-------- EXTRACT PROVIDED --------
- French in 2013
- Born: Philip Neville French 28 August 1933 Birkenhead, England
- Died: 27 October 2015 (aged 82) London, England
- Education: Bristol Grammar School Exeter College, Oxford Indiana University Bloomington
- Occupations: Film critic, radio producer
- Years active: 1957–2015
- Spouse: Kersti Molin
- Children: 3

= Philip French =

English film critic and radio producer (1933–2015)

Philip Neville French (28 August 1933 – 27 October 2015) was an English film critic and radio producer. French began his career in journalism in the late 1950s, before eventually becoming a BBC Radio producer, and later a film critic. He began writing for The Observer in 1963 and retired as film critic in 2013, but continued to write until his death.

French was appointed Officer of the Order of the British Empire (OBE) in December 2012. Upon his death on 27 October 2015, French was referred to by his Observer successor Mark Kermode as "an inspiration to an entire generation of film critics".

==Biography==
French was born in Birkenhead, Cheshire, England in 1933. The son of an insurance salesman, he moved frequently throughout his childhood, and was educated at the direct grant Bristol Grammar School then at Exeter College, Oxford, where he read Law. He undertook post-graduate study in journalism at Indiana University Bloomington, on a scholarship.
-------- DATA EXCERPTS --------
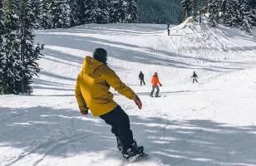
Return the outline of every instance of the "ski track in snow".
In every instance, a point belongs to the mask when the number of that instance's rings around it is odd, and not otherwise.
[[[256,39],[206,25],[88,24],[36,32],[45,44],[32,95],[0,96],[0,165],[256,165]],[[254,31],[256,33],[256,30]],[[113,91],[149,158],[129,164],[110,126],[81,116],[73,96],[85,55],[108,64],[140,97],[143,110]],[[145,86],[138,85],[138,74]],[[191,84],[193,71],[199,84]],[[157,71],[166,97],[150,98]]]

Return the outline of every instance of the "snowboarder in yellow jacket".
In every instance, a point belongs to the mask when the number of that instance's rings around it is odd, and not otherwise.
[[[103,48],[96,48],[93,57],[86,56],[76,80],[76,98],[82,115],[87,115],[90,110],[94,116],[100,116],[111,125],[111,132],[116,136],[117,148],[124,157],[129,159],[143,153],[143,147],[138,147],[134,140],[129,116],[114,101],[110,87],[134,100],[140,110],[142,104],[136,94],[107,66],[106,60],[107,52]]]

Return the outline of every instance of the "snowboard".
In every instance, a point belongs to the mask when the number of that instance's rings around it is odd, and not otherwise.
[[[138,154],[135,156],[132,156],[132,157],[130,157],[127,159],[128,159],[129,163],[134,163],[134,162],[137,162],[137,161],[140,161],[141,159],[146,159],[147,157],[148,157],[147,154],[142,153],[142,154]]]
[[[152,97],[152,98],[153,98],[153,97],[155,97],[155,96],[150,96],[150,97]],[[166,95],[160,95],[160,96],[155,97],[155,98],[159,98],[159,97],[166,97]]]

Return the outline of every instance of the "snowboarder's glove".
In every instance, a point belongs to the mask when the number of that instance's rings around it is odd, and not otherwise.
[[[136,95],[135,98],[133,100],[134,100],[134,102],[136,104],[136,105],[138,106],[138,108],[139,108],[140,110],[141,110],[141,108],[142,108],[142,103],[141,103],[140,98],[138,97],[138,95]]]
[[[88,114],[88,108],[87,107],[80,106],[79,110],[80,110],[80,112],[81,112],[81,115],[86,115]]]

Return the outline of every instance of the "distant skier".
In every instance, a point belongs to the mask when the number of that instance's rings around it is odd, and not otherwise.
[[[192,78],[192,80],[193,80],[193,84],[194,83],[194,81],[198,83],[198,81],[197,81],[198,76],[197,76],[197,74],[195,73],[195,71],[193,71],[193,76],[191,76],[191,78]]]
[[[160,89],[159,89],[158,85],[162,86],[162,85],[159,81],[157,72],[155,72],[155,74],[154,74],[154,76],[152,77],[152,80],[151,80],[151,83],[152,83],[152,90],[151,90],[151,93],[150,93],[150,96],[153,97],[153,94],[154,94],[155,89],[156,89],[155,97],[160,97],[159,95]]]
[[[142,107],[141,101],[107,66],[106,60],[107,52],[103,48],[96,48],[93,58],[86,56],[75,90],[79,109],[82,115],[87,115],[90,110],[93,116],[99,116],[111,125],[111,132],[116,137],[117,148],[125,158],[129,159],[131,157],[140,156],[144,154],[143,147],[138,147],[134,140],[130,129],[129,116],[114,101],[110,87],[133,100],[140,110]]]
[[[167,24],[167,29],[169,29],[169,28],[170,28],[170,23]]]
[[[142,83],[144,84],[144,85],[145,85],[145,81],[144,81],[144,74],[142,73],[141,71],[139,74],[139,80],[140,81],[140,85],[142,85]]]

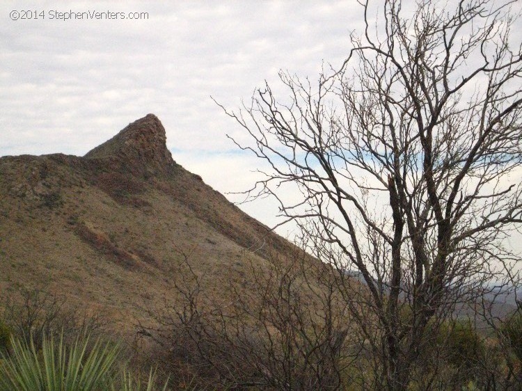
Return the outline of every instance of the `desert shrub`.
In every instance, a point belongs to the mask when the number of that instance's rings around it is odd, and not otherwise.
[[[504,324],[502,334],[518,360],[522,361],[522,311],[518,310]]]
[[[79,333],[99,335],[107,330],[108,320],[102,314],[88,314],[68,305],[64,296],[45,288],[19,287],[3,299],[3,322],[28,344],[32,339],[37,350],[43,336],[63,334],[72,342]]]
[[[471,387],[482,374],[486,346],[469,320],[457,320],[443,324],[437,335],[442,361],[439,366],[443,380],[452,388]]]
[[[0,354],[6,353],[10,346],[11,330],[0,321]]]

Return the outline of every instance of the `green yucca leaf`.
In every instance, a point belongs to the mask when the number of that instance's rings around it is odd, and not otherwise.
[[[44,337],[38,352],[11,337],[11,352],[0,355],[0,391],[141,391],[141,382],[118,363],[120,345],[97,340],[92,346],[88,335],[79,337],[70,346],[63,335]],[[156,372],[149,372],[145,390],[155,390]],[[162,390],[166,390],[168,380]]]

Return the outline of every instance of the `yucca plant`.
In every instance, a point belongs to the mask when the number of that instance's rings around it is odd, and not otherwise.
[[[111,388],[111,390],[141,391],[142,390],[143,390],[144,391],[153,391],[155,390],[155,384],[156,384],[155,371],[152,371],[152,369],[151,369],[149,372],[148,381],[144,388],[142,388],[141,384],[141,381],[139,378],[136,378],[135,376],[132,376],[132,374],[128,369],[124,369],[122,372],[122,383],[118,385],[115,383],[113,383]],[[168,384],[168,380],[165,382],[163,388],[161,388],[162,391],[166,391]]]
[[[0,367],[0,390],[85,391],[108,389],[116,375],[118,344],[97,340],[88,351],[89,337],[70,347],[44,337],[41,351],[33,341],[11,337],[11,352]]]
[[[63,335],[44,337],[38,351],[30,342],[10,339],[10,353],[0,355],[0,391],[153,391],[155,371],[142,386],[139,378],[118,362],[119,344],[88,336],[78,337],[67,346]],[[167,390],[168,381],[161,388]]]

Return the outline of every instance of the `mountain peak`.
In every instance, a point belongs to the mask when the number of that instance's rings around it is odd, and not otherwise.
[[[129,124],[85,157],[115,161],[133,173],[157,174],[175,163],[167,149],[165,128],[154,114]]]

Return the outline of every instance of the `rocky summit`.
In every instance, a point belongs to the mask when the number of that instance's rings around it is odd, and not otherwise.
[[[84,157],[0,158],[1,291],[45,287],[132,327],[168,298],[180,262],[220,294],[248,286],[249,263],[296,250],[176,163],[166,140],[149,114]]]

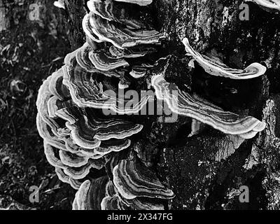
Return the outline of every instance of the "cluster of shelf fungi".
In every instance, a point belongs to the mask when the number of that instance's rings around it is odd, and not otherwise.
[[[141,95],[145,90],[134,89],[135,83],[153,90],[172,113],[192,118],[192,135],[205,124],[240,144],[265,128],[264,122],[224,111],[167,80],[172,74],[164,68],[172,56],[160,58],[157,52],[168,34],[155,29],[152,1],[89,1],[90,11],[82,24],[86,43],[69,54],[65,65],[39,90],[38,130],[59,178],[78,190],[73,209],[168,209],[176,197],[134,150],[134,136],[144,127],[132,118],[155,100],[145,95],[132,102],[119,95],[128,90]],[[280,8],[276,0],[254,1],[267,9]],[[186,66],[200,66],[211,76],[244,80],[266,71],[257,62],[244,69],[228,67],[195,51],[187,38],[182,43],[192,59]]]

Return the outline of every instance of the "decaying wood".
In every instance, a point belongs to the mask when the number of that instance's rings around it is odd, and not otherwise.
[[[196,50],[219,57],[232,67],[259,62],[268,69],[262,77],[232,80],[210,76],[201,69],[190,74],[188,63],[176,68],[192,92],[224,109],[263,119],[267,127],[235,148],[230,136],[210,128],[188,138],[189,118],[179,118],[174,124],[144,122],[149,131],[143,136],[146,150],[156,162],[158,176],[176,195],[171,207],[279,209],[280,14],[250,3],[249,20],[242,21],[241,0],[155,1],[158,28],[168,34],[162,55],[186,59],[181,41],[188,37]],[[76,49],[84,42],[80,23],[86,8],[83,1],[68,0],[66,6],[65,21]],[[250,189],[249,203],[239,201],[241,186]]]

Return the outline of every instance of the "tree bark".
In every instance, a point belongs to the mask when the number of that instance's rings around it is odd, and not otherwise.
[[[150,142],[146,150],[155,152],[154,168],[176,195],[172,209],[280,207],[280,15],[250,2],[249,20],[242,21],[239,6],[243,1],[155,0],[150,6],[157,28],[168,34],[162,55],[174,55],[181,62],[187,59],[181,41],[188,37],[196,50],[218,56],[231,67],[243,69],[259,62],[268,69],[262,77],[232,80],[211,76],[202,69],[190,74],[188,64],[179,63],[180,68],[174,64],[180,77],[187,80],[191,76],[188,83],[192,92],[225,110],[264,119],[267,127],[234,148],[228,144],[228,136],[212,129],[187,138],[189,118],[179,118],[175,124],[145,123],[150,131],[148,136],[142,136],[143,141]],[[87,9],[83,1],[66,0],[66,6],[64,22],[74,50],[85,41],[81,21]],[[239,200],[241,186],[248,187],[248,203]]]

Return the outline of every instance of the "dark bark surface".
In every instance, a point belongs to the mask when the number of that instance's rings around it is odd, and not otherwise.
[[[158,176],[176,195],[171,207],[279,209],[280,15],[248,3],[249,20],[241,21],[241,0],[154,1],[150,10],[158,28],[168,34],[159,57],[174,55],[181,62],[173,68],[175,77],[181,77],[177,84],[186,77],[192,92],[225,110],[267,123],[264,132],[234,148],[227,136],[209,127],[187,138],[191,122],[188,118],[179,118],[174,124],[143,121],[148,134],[138,138],[144,142],[145,152],[153,155]],[[85,6],[74,0],[66,1],[66,6],[70,40],[76,48],[83,41],[80,22]],[[197,50],[219,57],[232,67],[259,62],[268,70],[264,76],[248,80],[213,77],[199,68],[190,71],[181,43],[184,37]],[[241,186],[250,190],[249,203],[239,201]]]

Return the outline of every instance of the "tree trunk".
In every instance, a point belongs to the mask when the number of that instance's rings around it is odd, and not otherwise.
[[[63,13],[73,50],[85,42],[81,21],[87,9],[82,1],[66,0]],[[225,110],[266,121],[265,131],[238,148],[212,129],[187,138],[189,118],[179,118],[174,124],[144,124],[150,132],[143,138],[153,145],[150,150],[156,148],[157,174],[176,195],[173,209],[280,208],[280,15],[250,2],[249,20],[240,20],[243,1],[155,0],[150,6],[157,28],[168,34],[162,56],[186,59],[181,41],[188,37],[196,50],[218,56],[231,67],[259,62],[268,69],[265,76],[246,80],[213,77],[202,69],[192,75],[192,92]],[[174,64],[174,71],[188,78],[188,64],[179,63],[180,68]],[[248,203],[239,201],[241,186],[248,188]]]

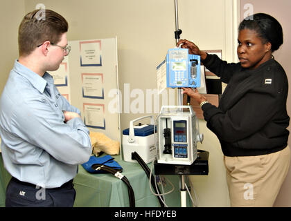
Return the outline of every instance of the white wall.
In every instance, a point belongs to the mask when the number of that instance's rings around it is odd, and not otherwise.
[[[241,8],[247,3],[251,4],[254,13],[264,12],[274,16],[281,23],[283,32],[284,43],[280,48],[274,53],[274,56],[283,67],[286,72],[289,82],[291,81],[291,30],[290,21],[291,20],[291,1],[290,0],[241,0]],[[242,12],[242,15],[243,12]],[[287,111],[291,116],[291,88],[289,86],[289,96],[287,99]],[[289,126],[288,129],[290,130]],[[291,144],[290,136],[288,140]],[[274,206],[291,206],[291,169],[282,185]]]
[[[10,0],[3,1],[10,4]],[[24,8],[22,1],[14,1],[13,8],[18,8],[18,5]],[[195,41],[200,49],[222,49],[223,58],[232,61],[233,47],[230,43],[233,41],[233,28],[236,26],[231,23],[233,2],[179,0],[179,28],[183,31],[181,37]],[[39,0],[24,0],[25,12],[34,10],[39,3]],[[41,3],[67,19],[69,41],[117,36],[119,87],[123,94],[124,84],[130,84],[130,91],[139,88],[144,95],[147,89],[157,88],[156,66],[164,58],[167,50],[175,46],[174,0],[42,0]],[[8,10],[12,11],[12,7]],[[21,14],[24,15],[22,12],[16,13],[19,16]],[[20,20],[17,18],[13,22],[19,23]],[[10,27],[10,23],[3,26]],[[8,36],[8,43],[3,47],[6,51],[16,50],[16,26]],[[10,57],[9,61],[16,55]],[[8,66],[12,64],[10,61]],[[136,98],[131,97],[131,102]],[[146,97],[144,98],[146,101]],[[149,114],[122,113],[121,130],[129,126],[130,120]],[[206,128],[204,120],[200,121],[200,125],[204,142],[198,144],[198,148],[209,151],[210,156],[209,175],[191,177],[199,197],[199,205],[229,206],[220,145],[213,133]]]

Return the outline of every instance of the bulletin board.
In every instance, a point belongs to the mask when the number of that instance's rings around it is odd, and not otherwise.
[[[50,72],[60,93],[91,131],[121,142],[117,38],[69,41],[69,55]],[[109,97],[110,96],[110,97]]]

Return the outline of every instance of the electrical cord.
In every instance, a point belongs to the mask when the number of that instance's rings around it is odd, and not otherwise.
[[[92,169],[96,171],[102,170],[107,171],[114,175],[117,178],[121,180],[127,186],[128,198],[130,200],[130,207],[135,207],[134,193],[132,186],[130,185],[130,182],[125,176],[122,175],[119,171],[103,164],[94,164],[92,165]]]
[[[155,184],[155,181],[154,179],[151,179],[151,176],[152,176],[153,177],[153,175],[151,174],[150,171],[150,169],[148,168],[148,165],[146,164],[146,162],[143,161],[143,160],[141,157],[141,156],[136,153],[136,152],[133,152],[132,153],[132,158],[133,160],[136,160],[139,164],[141,165],[141,166],[142,167],[142,169],[143,169],[143,171],[146,172],[148,177],[150,179],[150,182],[152,180],[151,184],[152,186],[154,187],[155,189],[155,192],[156,193],[159,193],[160,191],[159,189],[159,186],[156,186]],[[161,205],[161,207],[164,207],[164,204],[163,202],[163,200],[161,200],[159,198],[158,198],[159,204]]]

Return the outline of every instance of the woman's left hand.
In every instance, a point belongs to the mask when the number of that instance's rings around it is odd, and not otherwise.
[[[197,88],[194,88],[195,90],[192,89],[192,88],[182,88],[183,89],[182,94],[187,94],[188,96],[193,97],[196,102],[200,104],[202,102],[205,102],[207,100],[205,96],[200,94],[198,93],[198,90]]]

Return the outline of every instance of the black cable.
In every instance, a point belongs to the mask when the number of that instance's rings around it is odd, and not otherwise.
[[[146,164],[146,162],[143,161],[143,160],[141,157],[141,156],[136,153],[136,152],[132,152],[132,159],[136,160],[139,164],[141,165],[141,166],[143,168],[143,171],[146,172],[148,177],[150,179],[150,170],[148,168],[148,165]],[[156,188],[156,185],[155,184],[155,177],[154,175],[152,173],[150,182],[152,184],[152,186],[154,188],[155,192],[156,194],[159,194],[161,193],[159,186],[157,186],[157,189]],[[161,207],[165,207],[165,205],[164,202],[161,201],[160,198],[157,196],[157,198],[159,200],[159,204],[161,205]]]
[[[130,200],[130,207],[135,207],[134,192],[133,191],[132,186],[130,185],[130,182],[128,181],[127,178],[125,176],[124,176],[123,175],[122,175],[123,176],[122,177],[117,176],[116,175],[116,174],[118,174],[117,173],[119,173],[118,171],[111,167],[103,165],[103,164],[94,164],[92,165],[92,169],[94,170],[102,170],[102,171],[107,171],[114,175],[114,176],[117,177],[118,178],[121,179],[127,186],[128,198]]]

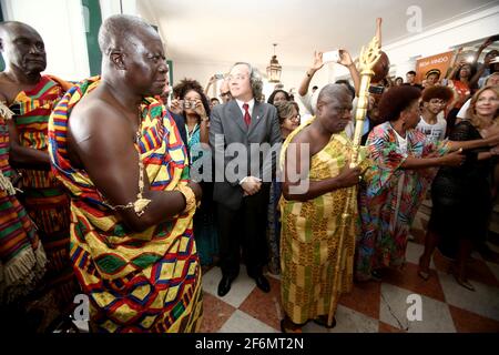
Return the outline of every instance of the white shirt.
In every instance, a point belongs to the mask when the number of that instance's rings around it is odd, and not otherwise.
[[[248,102],[244,102],[244,101],[241,101],[241,100],[237,100],[237,99],[235,99],[235,101],[236,101],[237,105],[240,106],[241,112],[243,113],[243,118],[244,118],[244,114],[246,113],[246,111],[243,109],[243,105],[244,105],[245,103],[247,103],[247,105],[248,105],[247,111],[249,112],[249,115],[252,116],[252,120],[253,120],[253,108],[255,106],[255,99],[252,99],[252,100],[249,100]],[[245,182],[245,181],[247,180],[247,178],[249,178],[249,176],[243,178],[243,179],[240,181],[240,185],[241,185],[243,182]],[[258,179],[258,180],[259,180],[259,179]]]
[[[425,133],[427,139],[432,142],[444,141],[446,138],[447,122],[442,118],[437,116],[437,123],[429,124],[421,115],[416,130]]]
[[[407,136],[403,138],[400,134],[397,133],[397,131],[394,129],[395,136],[397,138],[398,148],[400,149],[401,153],[407,156]]]
[[[247,103],[248,106],[249,106],[247,109],[247,111],[249,112],[249,115],[253,119],[253,108],[255,106],[255,99],[252,99],[248,102],[244,102],[244,101],[241,101],[241,100],[236,99],[236,102],[237,102],[237,105],[240,106],[241,112],[243,113],[243,118],[244,118],[244,114],[246,113],[246,111],[243,109],[243,104]]]

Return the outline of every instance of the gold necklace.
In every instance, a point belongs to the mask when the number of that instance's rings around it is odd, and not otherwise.
[[[142,126],[142,113],[141,113],[141,110],[139,109],[139,128],[138,128],[138,131],[135,132],[135,144],[136,144],[136,152],[139,155],[139,193],[136,195],[136,200],[135,200],[135,202],[129,202],[126,205],[116,205],[116,206],[109,205],[111,207],[111,210],[133,209],[135,211],[135,214],[139,217],[145,213],[144,212],[145,207],[151,203],[151,200],[143,197],[144,163],[142,162],[141,148],[140,148],[140,142],[141,142],[141,138],[142,138],[141,126]]]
--------
## TASK TO COMPLETE
Condense the paragraph in the Philip French text that begins "French was born in Birkenhead" into a short bulleted list that keeps its main facts.

## TASK OUTPUT
- Born in Birkenhead, Cheshire, England, in 1933
- Son of an insurance salesman, he moved frequently during his childhood
- Attended Bristol Grammar School, a direct grant school
- Read Law at Exeter College, Oxford
- Did post-graduate study in journalism at Indiana University Bloomington on a scholarship